TO-DO LIST:
a: Please transcribe the text on normalization and the typechecker word for word, between "Three strategies are" and "and many tactics)", inclusive.
b: Pick up the text on normalization and the typechecker where it stops, and carry it on in the same style.

Three strategies are used for normalization, depending on the context:

1. Standard reduction (used by unification)

   • Utilizes user-defined reductions.
   • Never unfolds soft, firm, or soft-strict constants.

2. Hard reduction (used in some typechecking circumstances, and many tactics)

   • Utilizes user-defined reductions.
   • Always unfolds soft, firm, and soft-strict constants.

3. Basic reduction (used in some typchecking circumstances)

   • Never utilizes user-defined reductions.
   • Always unfolds soft and soft-strict constants.
   • Never unfolds firm constants.

   In other words, basic reduction unfolds soft/soft-strict head constants, but otherwise does only the minimum necessary to put a term into whnf. To do more might remove vital type annotations expressed using firm constants.

Typechecker interface

There are five main entry points to the typechecker:

• typecheck : tactic

  Runs the typechecker on the current goal.

• withTypecheck : tactic -> tactic

  Runs the given tactic, then runs the typechecker its subgoals.

• typecheck1 : tactic

  Runs the typechecker on the current goal, but one layer deep only.

• inference : tactic

  Runs the typechecker for its side-effects (to instantiate evars). Does not solve any goals.

• typechecker : unit -> unit

  Runs the typechecker on all of the current goals.

ITEMS:
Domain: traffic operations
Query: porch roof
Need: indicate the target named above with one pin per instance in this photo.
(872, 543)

==

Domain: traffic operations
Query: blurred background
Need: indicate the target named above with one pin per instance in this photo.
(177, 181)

RESPONSE LIST:
a:
Three strategies are used for normalization, depending on the context:

1. Standard reduction (used by unification)

   • Utilizes user-defined reductions.
   • Never unfolds soft, firm, or soft-strict constants.

2. Hard reduction (used in some typechecking circumstances, and many tactics)

b:
When typechecking fails to discharge a goal, it attaches a short message (e.g., undischarged typing obligation). One can obtain further information on what went wrong by asking for detail (by calling Prover.detail : unit -> unit or just entering C-c C-d in the UI.)

For example, if typechecker is invoked on the goal true + 1 : nat, one gets back the subgoal:

[undischarged typing obligation]
|-
bool = nat : U E6

1 goal (depth 0)

Additional detail provides:

Type error: incompatible type paths
 first: bool
second: nat


with history:
[  0]  bool = nat : U E6
[  1]  bool = nat : type
[  2]  bool <: nat
[  3]  true : nat
[  4]  true + 1 : nat

First it explains where it got stuck (bool and nat don’t seem to be equal). Then it gives a trace of the typechecker’s efforts that led to that point. At the end of the trace (goal 4 in this case) is the initial goal.

One can get a detailed trace of everything the typechecker does by setting Typecheck.trace : bool ref to true.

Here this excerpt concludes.